> _DIRECTIONS FOR THIS TASK_
Line by line, copy the records below exactly and leave the pictures out.

[Data extracted from a collection]
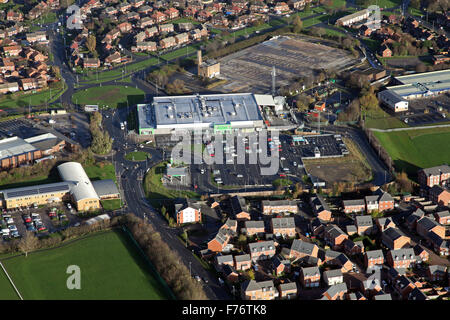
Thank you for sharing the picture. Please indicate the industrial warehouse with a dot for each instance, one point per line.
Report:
(76, 187)
(419, 85)
(220, 112)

> _ANSWER_
Thank you for sharing the picture. Please indicate the industrial warehouse with a dot for each instance, one point per line.
Report:
(76, 187)
(419, 85)
(220, 112)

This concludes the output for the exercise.